▶ [What is needed]: Reproduce exactly the line in which "[locate] medal (one point per instance)" occurs and all the lines after it, ending with the last line.

▶ [Available data]:

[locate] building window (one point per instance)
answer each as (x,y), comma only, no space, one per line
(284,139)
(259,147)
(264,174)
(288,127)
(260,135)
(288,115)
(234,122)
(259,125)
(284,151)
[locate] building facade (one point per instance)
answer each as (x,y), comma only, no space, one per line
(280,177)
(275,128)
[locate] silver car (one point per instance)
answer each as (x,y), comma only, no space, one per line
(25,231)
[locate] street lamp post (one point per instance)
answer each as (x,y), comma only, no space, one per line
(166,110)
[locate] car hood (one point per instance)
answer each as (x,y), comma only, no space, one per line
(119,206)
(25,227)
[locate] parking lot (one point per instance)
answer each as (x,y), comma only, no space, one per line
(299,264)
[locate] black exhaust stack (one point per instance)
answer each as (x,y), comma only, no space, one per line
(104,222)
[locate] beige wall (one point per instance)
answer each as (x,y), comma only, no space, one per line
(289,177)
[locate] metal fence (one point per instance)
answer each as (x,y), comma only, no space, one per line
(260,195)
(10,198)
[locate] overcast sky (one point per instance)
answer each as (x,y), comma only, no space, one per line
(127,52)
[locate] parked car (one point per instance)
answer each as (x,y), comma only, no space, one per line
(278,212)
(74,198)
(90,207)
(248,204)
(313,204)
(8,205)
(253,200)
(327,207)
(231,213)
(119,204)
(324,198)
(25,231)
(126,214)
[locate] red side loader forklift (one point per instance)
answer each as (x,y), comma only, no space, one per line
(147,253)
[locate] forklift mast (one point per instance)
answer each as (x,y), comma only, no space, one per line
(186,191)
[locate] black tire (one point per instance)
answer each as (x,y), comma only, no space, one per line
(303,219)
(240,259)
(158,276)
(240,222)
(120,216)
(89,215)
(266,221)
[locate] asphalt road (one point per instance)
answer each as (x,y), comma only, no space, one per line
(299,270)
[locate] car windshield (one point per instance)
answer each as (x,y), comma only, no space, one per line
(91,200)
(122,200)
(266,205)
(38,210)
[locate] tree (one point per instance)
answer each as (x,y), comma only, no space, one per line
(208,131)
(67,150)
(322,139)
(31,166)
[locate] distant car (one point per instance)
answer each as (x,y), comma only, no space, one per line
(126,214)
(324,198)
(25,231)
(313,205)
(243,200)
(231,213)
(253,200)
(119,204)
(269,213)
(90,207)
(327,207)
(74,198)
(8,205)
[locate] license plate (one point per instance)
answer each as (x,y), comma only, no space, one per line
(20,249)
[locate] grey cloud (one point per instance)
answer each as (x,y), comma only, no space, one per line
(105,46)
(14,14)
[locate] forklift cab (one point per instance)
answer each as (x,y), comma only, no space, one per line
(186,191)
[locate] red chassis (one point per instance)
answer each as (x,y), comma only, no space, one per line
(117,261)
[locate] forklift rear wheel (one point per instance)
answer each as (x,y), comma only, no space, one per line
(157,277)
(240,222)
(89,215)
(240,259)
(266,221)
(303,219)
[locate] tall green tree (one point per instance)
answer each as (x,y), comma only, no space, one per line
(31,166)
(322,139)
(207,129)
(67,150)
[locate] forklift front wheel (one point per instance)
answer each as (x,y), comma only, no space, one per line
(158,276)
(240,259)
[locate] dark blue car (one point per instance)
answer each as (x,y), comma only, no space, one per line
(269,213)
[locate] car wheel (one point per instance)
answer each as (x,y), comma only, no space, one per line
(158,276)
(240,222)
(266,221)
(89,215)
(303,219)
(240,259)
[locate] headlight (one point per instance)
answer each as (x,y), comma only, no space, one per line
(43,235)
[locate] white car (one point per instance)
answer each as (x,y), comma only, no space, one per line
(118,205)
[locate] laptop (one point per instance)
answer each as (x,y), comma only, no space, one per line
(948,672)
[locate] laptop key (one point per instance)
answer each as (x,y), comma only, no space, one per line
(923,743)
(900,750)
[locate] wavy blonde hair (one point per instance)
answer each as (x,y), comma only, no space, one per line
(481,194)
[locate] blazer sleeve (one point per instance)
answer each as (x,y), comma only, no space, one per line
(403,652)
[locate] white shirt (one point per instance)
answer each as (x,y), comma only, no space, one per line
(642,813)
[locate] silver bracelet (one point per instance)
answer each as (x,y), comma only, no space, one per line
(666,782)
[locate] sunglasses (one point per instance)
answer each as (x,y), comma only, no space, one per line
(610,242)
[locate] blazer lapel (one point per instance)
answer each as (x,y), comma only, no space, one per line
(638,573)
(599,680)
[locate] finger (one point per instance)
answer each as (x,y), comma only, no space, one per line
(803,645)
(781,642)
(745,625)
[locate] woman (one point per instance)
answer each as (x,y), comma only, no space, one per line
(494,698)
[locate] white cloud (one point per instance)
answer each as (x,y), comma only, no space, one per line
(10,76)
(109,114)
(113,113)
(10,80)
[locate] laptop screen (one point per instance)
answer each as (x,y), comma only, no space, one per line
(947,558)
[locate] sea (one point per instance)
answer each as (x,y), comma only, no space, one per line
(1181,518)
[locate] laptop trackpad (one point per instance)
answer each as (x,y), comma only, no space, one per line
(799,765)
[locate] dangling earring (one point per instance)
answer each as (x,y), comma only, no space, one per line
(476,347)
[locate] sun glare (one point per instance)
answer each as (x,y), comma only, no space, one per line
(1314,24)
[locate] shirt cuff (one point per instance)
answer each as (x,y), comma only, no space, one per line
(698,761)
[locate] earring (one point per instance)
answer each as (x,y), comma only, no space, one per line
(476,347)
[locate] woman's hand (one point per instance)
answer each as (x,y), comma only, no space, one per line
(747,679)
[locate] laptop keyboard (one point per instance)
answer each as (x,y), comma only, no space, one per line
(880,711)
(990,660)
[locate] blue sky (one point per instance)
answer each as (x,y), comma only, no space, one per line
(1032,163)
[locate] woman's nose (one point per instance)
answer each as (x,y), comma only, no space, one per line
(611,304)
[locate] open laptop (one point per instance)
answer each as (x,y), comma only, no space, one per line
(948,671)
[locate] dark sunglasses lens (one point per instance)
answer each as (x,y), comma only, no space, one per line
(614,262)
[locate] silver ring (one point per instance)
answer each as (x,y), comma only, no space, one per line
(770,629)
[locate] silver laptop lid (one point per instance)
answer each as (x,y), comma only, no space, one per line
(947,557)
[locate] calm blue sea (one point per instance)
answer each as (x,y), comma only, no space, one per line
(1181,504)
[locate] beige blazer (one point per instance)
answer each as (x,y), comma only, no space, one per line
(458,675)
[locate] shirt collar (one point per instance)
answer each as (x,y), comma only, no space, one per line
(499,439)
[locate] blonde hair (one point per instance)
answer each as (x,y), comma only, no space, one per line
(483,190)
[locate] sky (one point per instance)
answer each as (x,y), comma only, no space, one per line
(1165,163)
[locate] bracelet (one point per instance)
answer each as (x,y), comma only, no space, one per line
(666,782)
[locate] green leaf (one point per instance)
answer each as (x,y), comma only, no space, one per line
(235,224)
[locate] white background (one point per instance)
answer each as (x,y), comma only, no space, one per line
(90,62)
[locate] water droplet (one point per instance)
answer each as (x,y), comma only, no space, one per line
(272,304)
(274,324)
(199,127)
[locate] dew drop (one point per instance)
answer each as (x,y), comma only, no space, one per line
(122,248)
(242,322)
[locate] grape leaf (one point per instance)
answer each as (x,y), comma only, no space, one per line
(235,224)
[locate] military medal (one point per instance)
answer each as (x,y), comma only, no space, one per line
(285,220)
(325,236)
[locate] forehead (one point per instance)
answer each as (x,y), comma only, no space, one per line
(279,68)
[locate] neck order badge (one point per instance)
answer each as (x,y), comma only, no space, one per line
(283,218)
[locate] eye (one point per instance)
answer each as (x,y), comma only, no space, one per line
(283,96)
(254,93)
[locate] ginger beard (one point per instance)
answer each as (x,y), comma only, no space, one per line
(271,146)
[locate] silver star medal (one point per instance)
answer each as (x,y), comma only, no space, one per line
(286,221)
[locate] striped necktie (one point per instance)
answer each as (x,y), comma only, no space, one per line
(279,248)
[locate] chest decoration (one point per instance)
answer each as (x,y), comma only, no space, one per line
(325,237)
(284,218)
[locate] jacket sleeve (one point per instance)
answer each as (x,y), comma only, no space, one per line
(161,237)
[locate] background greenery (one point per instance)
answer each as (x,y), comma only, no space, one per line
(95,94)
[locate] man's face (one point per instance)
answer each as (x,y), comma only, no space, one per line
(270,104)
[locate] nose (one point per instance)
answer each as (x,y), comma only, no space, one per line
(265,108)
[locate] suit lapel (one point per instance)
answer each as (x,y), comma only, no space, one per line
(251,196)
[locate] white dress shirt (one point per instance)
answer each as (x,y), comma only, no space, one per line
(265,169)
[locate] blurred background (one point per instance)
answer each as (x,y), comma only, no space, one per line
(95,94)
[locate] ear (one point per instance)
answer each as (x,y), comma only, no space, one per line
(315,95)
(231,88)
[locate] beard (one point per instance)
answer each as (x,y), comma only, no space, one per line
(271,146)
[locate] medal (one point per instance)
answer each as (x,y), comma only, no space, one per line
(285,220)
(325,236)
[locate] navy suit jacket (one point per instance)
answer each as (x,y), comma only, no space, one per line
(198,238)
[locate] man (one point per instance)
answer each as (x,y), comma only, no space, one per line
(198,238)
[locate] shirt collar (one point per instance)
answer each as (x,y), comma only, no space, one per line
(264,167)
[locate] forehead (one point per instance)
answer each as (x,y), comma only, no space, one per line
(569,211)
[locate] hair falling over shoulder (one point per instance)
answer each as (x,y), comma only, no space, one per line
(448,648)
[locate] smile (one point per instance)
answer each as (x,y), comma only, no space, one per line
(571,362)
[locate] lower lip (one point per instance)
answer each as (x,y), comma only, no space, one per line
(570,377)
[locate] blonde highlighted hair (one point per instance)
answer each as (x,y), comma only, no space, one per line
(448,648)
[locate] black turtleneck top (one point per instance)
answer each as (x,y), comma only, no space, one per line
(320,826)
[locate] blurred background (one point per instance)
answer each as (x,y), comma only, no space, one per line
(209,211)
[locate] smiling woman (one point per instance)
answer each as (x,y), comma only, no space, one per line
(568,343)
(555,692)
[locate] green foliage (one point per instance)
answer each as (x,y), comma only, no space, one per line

▶ [Task result]:
[locate] medal (one point per instance)
answer each as (x,y), comma only, no space, one per line
(285,220)
(325,236)
[locate] navy suit jacket (one point per instance)
answer each as (x,y), comma only, no space, one per line
(198,238)
[locate] man (one point per instance)
answer each as (x,y), comma only, no space, one per line
(198,238)
[locate] shirt collar (one point per instance)
answer each as (x,y), comma only, no space, one per line
(264,167)
[locate] forehead (one point per instance)
answer each as (x,y), comma only, no space, one per line
(569,211)
[locate] hair falling over shoulder (one point per instance)
answer each as (x,y), comma only, no space, one per line
(448,648)
[locate] smile (one point per instance)
answer each as (x,y), comma only, no space, one per line
(571,362)
[locate] lower lip (one point per instance)
answer each as (x,y), comma only, no space, one per line
(570,377)
[locate] blonde highlighted hair (one point per instance)
answer each as (x,y), comma only, no space, one per line
(448,648)
[locate] black turtleneck top (one point per instance)
answer each as (x,y), comma only, no space, one per line
(320,826)
[locate] blurred background (one point per instance)
answer each as (x,y), comma only, no space, one per line
(209,211)
[locate] smiling woman (one point per instance)
answer each as (x,y), comma only, no space, one per line
(568,343)
(555,692)
[locate] green foliage (one point per instance)
answer each as (x,y), comma only, no space, one per line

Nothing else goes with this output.